The absence of an association between a single FGF23 measurement and mortality risk is in contrast with some previous findings that showed FGF23 in patients on HD is independently associated with all-cause mortality [18, 30]. However, those studies were performed among incident HD patients or patients initiating dialysis, compared with the prevalent HD patients in our study. In turn, the results of a recent analysis of the large Japanese Dialysis Outcomes and Practice Patterns Study cohort were in line with our findings. This study found no association between FGF23 and all-cause mortality in the adjusted model of patients with a dialysis vintage >3.5 years [31]. In our study, the median dialysis vintage was 1.8 (IQR 0.9–3.3) years. In addition, two other studies in prevalent HD patients found no association of baseline FGF23 with all-cause mortality [32, 33]. Moreover, this absence of an association between FGF23 and all-cause mortality was recently confirmed in patients treated by either HD or peritoneal dialysis [34]. Collectively, these data, together with our current analysis, suggest that the association between a single value of FGF23 and long-term outcome may disappear with dialysis duration. These observations may be explained by survival bias; those patients surviving on dialysis may be less susceptible to detrimental effects of FGF23 (assuming direct causality) or the processes causing FGF23 to rise. However, two other studies in prevalent HD patients demonstrated an association between FGF23 and all-cause mortality [19, 35]. In the study by Nowak et al. [35], among 239 patients, the average dialysis vintage was 59 months and the mean FGF23 concentration was 883 RU/mL, which is exceptionally low, thereby possibly limiting the external validity of that finding. In comparison, in our current study, median baseline FGF23 was 4384 RU/mL. In the study by Jean et al. [19], a relatively small single-centre study, phosphate control was exceptionally good (in part due to 5- to 8-h dialysis sessions). These findings complicate the interpretation of the divergent effects of FGF23.

In general, FGF23 declined in patients treated with HDF while FGF23 in most patients on HD remained stable. Although this difference between HD and HDF was not adjusted for change in the use of phosphate binders, it was previously demonstrated in this cohort that patients on HDF used slightly less phosphate binders. Thus, if any, the absence of data on phosphate binders in the present analysis induces a bias towards zero [36]. FGF23 reduction in HDF is most likely explained by its middle-molecule size (32 kDa), which can be cleared by HDF and not by low-flux HD [37]. Previous studies showed a reduction ratio of serum FGF23 within a single HDF session of around 50% (±25%), with FGF23 present in dialysate samples [23–25]. Our study is the first study to show that FGF23 in patients on HDF decline over time and that this reduction increases with higher convection volume.

● **Material shown**:
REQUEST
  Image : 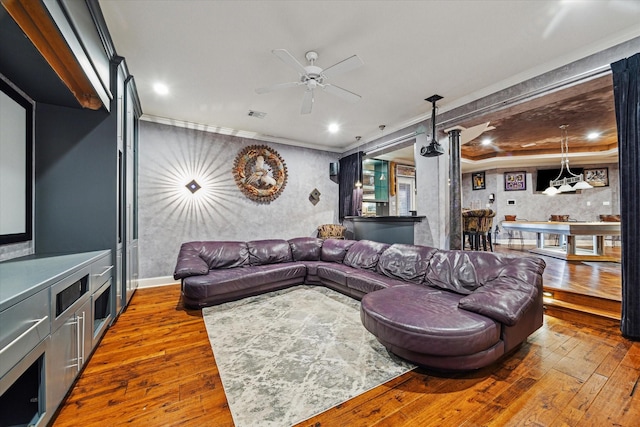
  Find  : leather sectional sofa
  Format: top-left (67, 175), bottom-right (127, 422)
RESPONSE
top-left (174, 237), bottom-right (545, 370)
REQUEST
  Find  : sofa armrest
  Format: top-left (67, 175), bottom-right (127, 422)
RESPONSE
top-left (173, 243), bottom-right (209, 280)
top-left (458, 276), bottom-right (542, 326)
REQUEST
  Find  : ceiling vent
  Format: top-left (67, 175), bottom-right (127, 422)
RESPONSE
top-left (247, 110), bottom-right (267, 119)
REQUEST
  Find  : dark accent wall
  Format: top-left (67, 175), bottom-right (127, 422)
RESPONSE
top-left (35, 104), bottom-right (117, 253)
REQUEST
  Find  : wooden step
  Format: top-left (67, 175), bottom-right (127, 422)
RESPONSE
top-left (544, 297), bottom-right (620, 328)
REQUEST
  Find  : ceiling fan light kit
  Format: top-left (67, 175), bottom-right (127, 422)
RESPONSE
top-left (256, 49), bottom-right (364, 114)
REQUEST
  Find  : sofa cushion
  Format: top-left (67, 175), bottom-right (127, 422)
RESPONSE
top-left (173, 242), bottom-right (211, 280)
top-left (182, 263), bottom-right (307, 301)
top-left (289, 237), bottom-right (322, 261)
top-left (425, 250), bottom-right (504, 295)
top-left (360, 284), bottom-right (501, 357)
top-left (347, 270), bottom-right (407, 294)
top-left (460, 257), bottom-right (546, 326)
top-left (247, 239), bottom-right (293, 265)
top-left (320, 239), bottom-right (356, 262)
top-left (377, 244), bottom-right (438, 284)
top-left (316, 263), bottom-right (357, 286)
top-left (200, 242), bottom-right (249, 270)
top-left (342, 240), bottom-right (389, 270)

● **About this task**: Translate this sentence from the passage on FGF23 in dialysis patients into Spanish: "In general, FGF23 declined in patients treated with HDF while FGF23 in most patients on HD remained stable."

● **Answer box**: En general, el FGF23 disminuyó en los pacientes tratados con HDF, mientras que en la mayoría de los pacientes en HD el FGF23 se mantuvo estable.